Extracted material below:

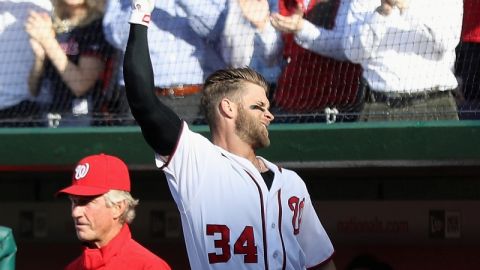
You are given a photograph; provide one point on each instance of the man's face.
(93, 220)
(254, 117)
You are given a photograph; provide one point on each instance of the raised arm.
(160, 125)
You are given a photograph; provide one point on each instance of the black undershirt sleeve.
(160, 125)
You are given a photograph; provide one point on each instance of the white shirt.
(409, 52)
(229, 217)
(15, 52)
(327, 42)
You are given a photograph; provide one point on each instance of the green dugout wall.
(377, 187)
(294, 145)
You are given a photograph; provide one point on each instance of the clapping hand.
(289, 24)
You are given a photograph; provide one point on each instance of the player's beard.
(250, 130)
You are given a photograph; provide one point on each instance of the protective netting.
(346, 61)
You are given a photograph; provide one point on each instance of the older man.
(102, 208)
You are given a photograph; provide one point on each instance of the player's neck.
(234, 145)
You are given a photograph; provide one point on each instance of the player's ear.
(227, 108)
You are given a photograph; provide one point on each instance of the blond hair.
(62, 23)
(228, 83)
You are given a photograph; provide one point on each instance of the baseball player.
(238, 210)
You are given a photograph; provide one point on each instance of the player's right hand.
(141, 11)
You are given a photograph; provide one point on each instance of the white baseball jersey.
(229, 217)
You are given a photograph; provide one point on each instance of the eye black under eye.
(257, 107)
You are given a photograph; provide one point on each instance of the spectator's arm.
(115, 23)
(78, 77)
(366, 31)
(37, 68)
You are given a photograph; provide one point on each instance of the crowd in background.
(326, 60)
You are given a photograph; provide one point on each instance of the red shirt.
(121, 253)
(310, 82)
(471, 21)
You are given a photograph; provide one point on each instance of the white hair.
(113, 197)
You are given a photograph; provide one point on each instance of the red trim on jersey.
(175, 148)
(264, 230)
(284, 265)
(320, 265)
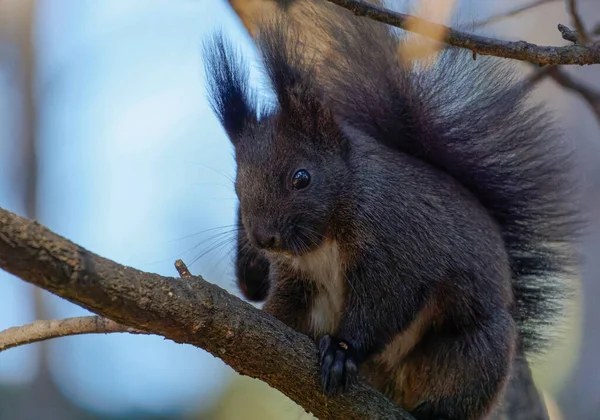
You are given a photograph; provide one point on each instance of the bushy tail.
(473, 119)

End of Extracted material.

_Exercise instructions_
Everything in the listing above is to be given again exactly, apart from the pictures.

_Answer area_
You are given a photograph; provide one point on each instance of the man's face.
(93, 220)
(254, 117)
You are given a photograph; provide one point on each instance of the raised arm.
(160, 125)
You are given a photograph; provide one point on each instance of the black undershirt sleeve.
(160, 125)
You are given a photograph; provide one point on each instance of the white shirt.
(409, 52)
(229, 217)
(15, 52)
(327, 42)
You are given a photograph; provide one point on each instance of the green dugout wall.
(377, 187)
(294, 145)
You are given a photograph; provide one point on each instance of the clapping hand.
(289, 24)
You are given a photograph; provide one point on each instance of the player's beard.
(250, 130)
You are given a photograph; provide one point on each instance of the protective netting.
(346, 61)
You are given a photograph; provide one point on each instance of the older man.
(102, 208)
You are given a photograph; provide one point on each instance of the player's neck.
(234, 145)
You are given a photograph; provide one point on each instance of the player's ear.
(227, 108)
You are given a photograph; provide one point on each instance of the blond hair.
(62, 23)
(228, 83)
You are given a photograph; provide one point on each instance of the baseball player.
(238, 210)
You are given a photograph; provide one point on each instance of the player's right hand.
(141, 11)
You are given a photograph; provide one point on each instance of the white baseball jersey.
(229, 217)
You are given a photograph; provide one point on each instance of the eye black under eye.
(257, 107)
You are given a photograph; provide one point on each instance of the spectator's arm.
(115, 23)
(78, 77)
(366, 31)
(37, 68)
You are given a photograph; provide one point on each instance of the crowd in background.
(326, 60)
You are given a photograph; provide one point on each instance of the red shirt.
(121, 253)
(310, 82)
(471, 21)
You are given a photograph; provide one point on each instance of the white hair.
(113, 197)
You are given a photograph; provide one point on each instance of the red trim on jersey.
(175, 148)
(264, 230)
(284, 265)
(320, 265)
You are given a photograph; provide one point on each instance of the bushy tail.
(473, 119)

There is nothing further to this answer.